What you should do: Locate each line below that contains the string "facade" and copy every such line in full. The match is case-sensitive.

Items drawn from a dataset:
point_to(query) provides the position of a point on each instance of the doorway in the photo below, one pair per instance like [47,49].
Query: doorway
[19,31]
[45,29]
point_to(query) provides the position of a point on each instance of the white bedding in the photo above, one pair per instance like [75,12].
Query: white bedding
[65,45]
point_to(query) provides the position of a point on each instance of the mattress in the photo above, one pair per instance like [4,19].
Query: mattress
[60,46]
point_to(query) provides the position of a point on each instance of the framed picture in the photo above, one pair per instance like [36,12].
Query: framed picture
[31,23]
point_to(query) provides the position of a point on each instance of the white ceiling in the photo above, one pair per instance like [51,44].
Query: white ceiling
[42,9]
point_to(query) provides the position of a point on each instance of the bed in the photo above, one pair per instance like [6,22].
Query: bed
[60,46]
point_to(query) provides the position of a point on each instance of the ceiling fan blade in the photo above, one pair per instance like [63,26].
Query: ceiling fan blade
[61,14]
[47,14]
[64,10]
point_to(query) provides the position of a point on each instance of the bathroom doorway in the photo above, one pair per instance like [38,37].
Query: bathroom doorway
...
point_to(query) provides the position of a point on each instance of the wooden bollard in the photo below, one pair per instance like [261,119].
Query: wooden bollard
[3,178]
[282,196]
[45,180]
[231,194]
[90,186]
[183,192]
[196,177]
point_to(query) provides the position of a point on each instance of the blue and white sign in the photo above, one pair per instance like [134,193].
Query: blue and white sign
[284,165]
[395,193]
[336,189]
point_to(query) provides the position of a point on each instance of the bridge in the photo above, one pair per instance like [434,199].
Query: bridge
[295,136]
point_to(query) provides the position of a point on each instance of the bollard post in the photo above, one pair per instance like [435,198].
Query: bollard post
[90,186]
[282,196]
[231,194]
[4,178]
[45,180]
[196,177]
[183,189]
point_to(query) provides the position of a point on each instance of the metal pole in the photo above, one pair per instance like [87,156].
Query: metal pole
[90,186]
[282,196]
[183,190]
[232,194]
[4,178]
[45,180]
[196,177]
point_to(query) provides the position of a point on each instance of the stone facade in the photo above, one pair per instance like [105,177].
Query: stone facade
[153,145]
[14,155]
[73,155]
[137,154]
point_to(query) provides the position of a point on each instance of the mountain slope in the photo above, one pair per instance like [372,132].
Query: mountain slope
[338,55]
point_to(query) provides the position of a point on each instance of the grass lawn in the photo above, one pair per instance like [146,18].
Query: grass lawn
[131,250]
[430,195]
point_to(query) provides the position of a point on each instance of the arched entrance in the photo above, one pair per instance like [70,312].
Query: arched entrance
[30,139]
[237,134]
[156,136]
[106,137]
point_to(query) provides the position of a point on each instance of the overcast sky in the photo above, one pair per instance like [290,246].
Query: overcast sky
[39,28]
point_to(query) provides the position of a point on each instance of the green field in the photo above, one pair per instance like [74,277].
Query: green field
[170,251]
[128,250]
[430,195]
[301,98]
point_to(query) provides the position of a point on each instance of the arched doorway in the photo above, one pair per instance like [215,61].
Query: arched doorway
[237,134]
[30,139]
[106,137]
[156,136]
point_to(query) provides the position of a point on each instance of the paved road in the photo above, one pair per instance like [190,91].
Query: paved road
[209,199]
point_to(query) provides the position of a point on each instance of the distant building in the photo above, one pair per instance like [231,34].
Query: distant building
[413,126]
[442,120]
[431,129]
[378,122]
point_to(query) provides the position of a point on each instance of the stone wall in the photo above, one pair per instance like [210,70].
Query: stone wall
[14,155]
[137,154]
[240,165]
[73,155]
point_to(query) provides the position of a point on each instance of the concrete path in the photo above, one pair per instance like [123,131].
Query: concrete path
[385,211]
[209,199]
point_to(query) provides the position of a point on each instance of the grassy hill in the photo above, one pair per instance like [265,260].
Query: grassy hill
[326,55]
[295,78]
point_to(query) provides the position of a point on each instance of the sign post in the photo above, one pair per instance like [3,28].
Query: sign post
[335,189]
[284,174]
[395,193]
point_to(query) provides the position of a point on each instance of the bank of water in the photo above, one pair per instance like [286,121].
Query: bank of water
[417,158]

Answer below:
point_to(query) provides the position of a point on each instance of the stone facade in the photo above, one pair per instance like [105,177].
Query: stone facade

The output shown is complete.